Information provided:
○ ○ ○ ○

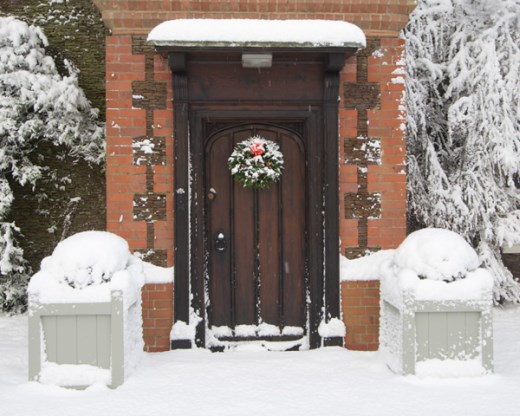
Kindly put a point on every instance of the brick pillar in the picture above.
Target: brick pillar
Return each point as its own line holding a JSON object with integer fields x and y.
{"x": 157, "y": 316}
{"x": 360, "y": 307}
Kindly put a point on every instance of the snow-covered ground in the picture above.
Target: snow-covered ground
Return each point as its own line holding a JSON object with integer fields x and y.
{"x": 330, "y": 381}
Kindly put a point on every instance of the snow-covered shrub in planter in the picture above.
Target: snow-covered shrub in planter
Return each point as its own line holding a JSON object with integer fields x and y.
{"x": 85, "y": 322}
{"x": 436, "y": 307}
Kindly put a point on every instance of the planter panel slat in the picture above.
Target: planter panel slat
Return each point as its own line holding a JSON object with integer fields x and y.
{"x": 86, "y": 332}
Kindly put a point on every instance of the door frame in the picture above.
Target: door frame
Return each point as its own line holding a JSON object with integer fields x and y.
{"x": 320, "y": 120}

○ ○ ○ ○

Directions for this task:
Only an exact copy of the entries, with no pictures, is expected as the answer.

Final answer:
Kindly put a point on every instance of the brick pillar in the picture above.
Target: brick pillar
Return each point as its own line holding a JSON object with integer fields x and y.
{"x": 157, "y": 316}
{"x": 360, "y": 307}
Kindly put a point on every instance of the snow-covered ground in the picture above.
Target: snow-covered ground
Return each point as its own line holding a JSON object with integer fields x and y.
{"x": 330, "y": 381}
Kindly put a point on every instance of the snow-covered shrub in planter in the picture above.
Target: snow-covered shrub in planter
Return each point as its own line holding a JSON object with integer fields x and y.
{"x": 85, "y": 322}
{"x": 436, "y": 307}
Kindly put a point on every instance of the planter panel slat in the picture above.
Target: planter panel slat
Return each point as its own line holding a JSON object with integer fields x and y.
{"x": 86, "y": 332}
Kindly put a point on every instance of the door frame in the picture above.
Target: door frame
Return each point as its own line holding a JSON object with integer fields x and y.
{"x": 320, "y": 120}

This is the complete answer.